* **WHAT YOU WILL DO**
Would you repeat the listing below verbatim and drop the images?

++++++

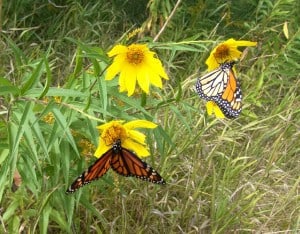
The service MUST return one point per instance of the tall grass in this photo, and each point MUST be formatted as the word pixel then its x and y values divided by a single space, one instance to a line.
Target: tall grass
pixel 223 176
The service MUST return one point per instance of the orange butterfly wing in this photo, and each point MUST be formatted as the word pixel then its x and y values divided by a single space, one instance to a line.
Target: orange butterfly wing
pixel 94 172
pixel 222 87
pixel 126 163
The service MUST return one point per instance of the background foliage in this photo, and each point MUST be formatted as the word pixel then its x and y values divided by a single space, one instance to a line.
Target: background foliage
pixel 222 175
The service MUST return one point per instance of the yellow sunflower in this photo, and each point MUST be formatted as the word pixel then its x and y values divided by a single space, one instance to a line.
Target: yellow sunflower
pixel 226 51
pixel 130 139
pixel 213 108
pixel 135 63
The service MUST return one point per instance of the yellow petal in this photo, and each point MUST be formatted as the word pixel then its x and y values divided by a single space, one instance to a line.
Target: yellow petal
pixel 102 148
pixel 238 43
pixel 213 108
pixel 117 49
pixel 139 149
pixel 209 107
pixel 143 80
pixel 137 136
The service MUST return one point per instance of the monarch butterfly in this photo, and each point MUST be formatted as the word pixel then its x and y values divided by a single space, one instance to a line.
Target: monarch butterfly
pixel 222 87
pixel 122 161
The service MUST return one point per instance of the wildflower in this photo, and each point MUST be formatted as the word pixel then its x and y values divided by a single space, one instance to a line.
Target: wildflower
pixel 87 147
pixel 130 138
pixel 49 118
pixel 226 51
pixel 212 108
pixel 135 63
pixel 134 33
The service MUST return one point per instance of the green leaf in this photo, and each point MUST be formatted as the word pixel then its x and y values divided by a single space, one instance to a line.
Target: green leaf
pixel 48 79
pixel 34 78
pixel 62 122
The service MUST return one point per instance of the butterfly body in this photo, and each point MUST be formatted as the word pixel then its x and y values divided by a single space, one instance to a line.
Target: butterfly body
pixel 222 87
pixel 122 161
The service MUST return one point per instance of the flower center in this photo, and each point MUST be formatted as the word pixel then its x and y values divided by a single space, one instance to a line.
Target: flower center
pixel 113 133
pixel 135 54
pixel 222 53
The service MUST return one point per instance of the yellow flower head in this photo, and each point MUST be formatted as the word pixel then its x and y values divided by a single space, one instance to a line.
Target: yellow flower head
pixel 212 108
pixel 226 51
pixel 130 138
pixel 135 63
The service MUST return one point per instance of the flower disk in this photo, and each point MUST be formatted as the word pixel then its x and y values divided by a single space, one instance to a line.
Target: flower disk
pixel 135 63
pixel 130 139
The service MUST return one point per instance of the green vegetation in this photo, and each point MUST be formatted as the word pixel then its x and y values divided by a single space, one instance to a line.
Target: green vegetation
pixel 223 176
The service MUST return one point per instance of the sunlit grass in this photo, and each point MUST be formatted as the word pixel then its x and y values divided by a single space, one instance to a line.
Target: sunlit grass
pixel 223 176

++++++

* **RESULT**
The service MUST return one point per instance of the tall grass in this photo, and each point MUST be formatted as the word pixel then its x and y values divided by a single space, one instance to a line.
Target: tall grass
pixel 223 176
The service MUST return one point per instance of the orange butterfly wing in this photo, and each point MUST be formatted as the word pixel then its x and y values divided by a single space, one instance to a line.
Target: orange butterfly wing
pixel 94 172
pixel 222 87
pixel 126 163
The service MUST return one point per instance of the background foliage in this photo, and each point MUST be formatted as the word pixel then its x and y values divided by a single space, one instance to a line.
Target: background foliage
pixel 222 175
The service MUST return one point per instance of the yellow sunflower in this photo, and each point MUST be formatted as the word pixel then its x and y values divided by a single space, one instance to a line.
Target: yellow sunflower
pixel 226 51
pixel 130 139
pixel 213 108
pixel 135 63
The service MUST return one point per instance of the yellow petal in this photo, and each point MUST be formatted as the word pixel then its x and y values divided by a single space, one instance to a line.
Target: yellow petal
pixel 102 148
pixel 238 43
pixel 213 108
pixel 117 49
pixel 139 149
pixel 209 107
pixel 143 80
pixel 137 136
The service MUST return one point per instance of the monarch butterfly in this photo, and each point MUST be formatted as the word pixel then its x and y values divided by a single space, one instance to a line.
Target: monarch butterfly
pixel 222 87
pixel 122 161
The service MUST return one point per instance of the wildflower in this photo, and each point MUST be formatted as the word pixel then its x and y values divided by a single space, one instance to a line.
Target: wildflower
pixel 87 147
pixel 130 138
pixel 49 118
pixel 226 51
pixel 212 108
pixel 135 63
pixel 134 33
The service MUST return one point per instance of the green leaf in this photo, and each point MUST be formatted as the word pixel then its x and y values divided by a single space, one instance to a line.
Target: green leaf
pixel 48 79
pixel 34 78
pixel 62 122
The service MUST return one point per instance of the butterfly body in this photo, and each point MUST be formatted as the word pixel then its x and y values divided by a single space, one instance to a line.
Target: butterfly body
pixel 222 87
pixel 122 161
The service MUST return one point per instance of the flower center in this photo, and each point MUST be formatted as the word pixel then its x and y values divided by a single space, one instance to a line.
Target: flower center
pixel 113 133
pixel 135 54
pixel 222 53
The service MUST return one point per instance of the yellow flower head in this photo, and each point MUST be formatted as the word pixel then its x and y values divided by a single space, one instance to a line.
Target: yellow flower head
pixel 212 108
pixel 226 51
pixel 130 138
pixel 135 63
The service MUST return one point per instance of the flower disk in this photo, and each point MUST be formatted as the word pixel then its x and y values divided by a single space, one instance to a line.
Target: flower disk
pixel 135 63
pixel 130 139
The service MUST return one point per instance of the green vegetation in this photo, and each point MUST be formatted as the word pixel then its x and y values divided by a single space, one instance to a line.
Target: green vegetation
pixel 223 176
The service MUST return one point per instance of the sunlit grass in this photo, and each point MUST be formatted as the word pixel then its x and y values divided by a single space, one instance to a line.
Target: sunlit grass
pixel 223 176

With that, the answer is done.